** WHAT TO PRODUCE **
Please return the portion of the passage below on music query modes, starting at "Additionally, browsing, or" and ending at "and categorization work.", copied word for word.

** EXTRACT TO READ **
┌──

1. Meta-Data based Query - simple queries based on meta-data rather than on musical content. Examples include query by title, author, genre, etc. The key challenge in this case is obtaining (or generating) and maintaining objectively accurate and correct meta-data.

2. Content based Query - more speciﬁcally referred to as “aural query” [8], “query-by-humming” [17], “sung query” [18] and “query by melody” [28]- given a (short) sample, return pieces containing, or similar to, the input. Key challenges include signal processing, in the case when the input is hummed or sung, to feature extraction and determining similarity.

Additionally, browsing, or exploration is recognized as a legitimate mode of use. Save for few examples, such as [25], which describes the implementation of a system intended sole for exploration; and [22], which focuses on visualizing music archives via self-organizing maps, there exists little work on exploration per-se. Rather browsing is often mentioned in the context of similarity, clustering and categorization work.

└──

** EXCERPTED RECORDS **

┌──

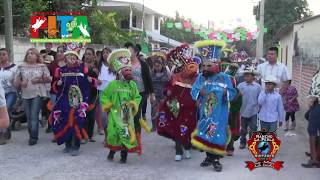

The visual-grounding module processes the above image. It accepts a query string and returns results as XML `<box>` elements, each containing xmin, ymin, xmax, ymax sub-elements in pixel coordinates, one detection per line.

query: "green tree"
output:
<box><xmin>89</xmin><ymin>10</ymin><xmax>138</xmax><ymax>47</ymax></box>
<box><xmin>254</xmin><ymin>0</ymin><xmax>312</xmax><ymax>46</ymax></box>
<box><xmin>161</xmin><ymin>12</ymin><xmax>201</xmax><ymax>43</ymax></box>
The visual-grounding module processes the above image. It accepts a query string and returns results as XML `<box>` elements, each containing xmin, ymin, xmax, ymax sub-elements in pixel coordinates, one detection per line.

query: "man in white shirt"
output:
<box><xmin>257</xmin><ymin>47</ymin><xmax>290</xmax><ymax>90</ymax></box>
<box><xmin>0</xmin><ymin>83</ymin><xmax>9</xmax><ymax>145</ymax></box>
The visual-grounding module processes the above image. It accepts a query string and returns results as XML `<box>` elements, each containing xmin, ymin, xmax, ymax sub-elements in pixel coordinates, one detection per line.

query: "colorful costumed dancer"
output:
<box><xmin>157</xmin><ymin>45</ymin><xmax>198</xmax><ymax>161</ymax></box>
<box><xmin>220</xmin><ymin>52</ymin><xmax>242</xmax><ymax>156</ymax></box>
<box><xmin>191</xmin><ymin>40</ymin><xmax>237</xmax><ymax>171</ymax></box>
<box><xmin>101</xmin><ymin>49</ymin><xmax>141</xmax><ymax>163</ymax></box>
<box><xmin>49</xmin><ymin>45</ymin><xmax>94</xmax><ymax>156</ymax></box>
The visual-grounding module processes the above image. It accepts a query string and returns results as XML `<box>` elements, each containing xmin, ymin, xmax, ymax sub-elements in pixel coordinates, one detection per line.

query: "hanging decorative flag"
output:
<box><xmin>174</xmin><ymin>22</ymin><xmax>182</xmax><ymax>29</ymax></box>
<box><xmin>167</xmin><ymin>22</ymin><xmax>173</xmax><ymax>29</ymax></box>
<box><xmin>140</xmin><ymin>31</ymin><xmax>149</xmax><ymax>55</ymax></box>
<box><xmin>183</xmin><ymin>21</ymin><xmax>191</xmax><ymax>29</ymax></box>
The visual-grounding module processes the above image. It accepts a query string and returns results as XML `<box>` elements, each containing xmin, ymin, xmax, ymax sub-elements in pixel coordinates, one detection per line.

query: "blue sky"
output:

└──

** SOLUTION TO THIS TASK **
Additionally, browsing, or exploration is recognized as a legitimate mode of use. Save for few examples, such as [25], which describes the implementation of a system intended sole for exploration; and [22], which focuses on visualizing music archives via self-organizing maps, there exists little work on exploration per-se. Rather browsing is often mentioned in the context of similarity, clustering and categorization work.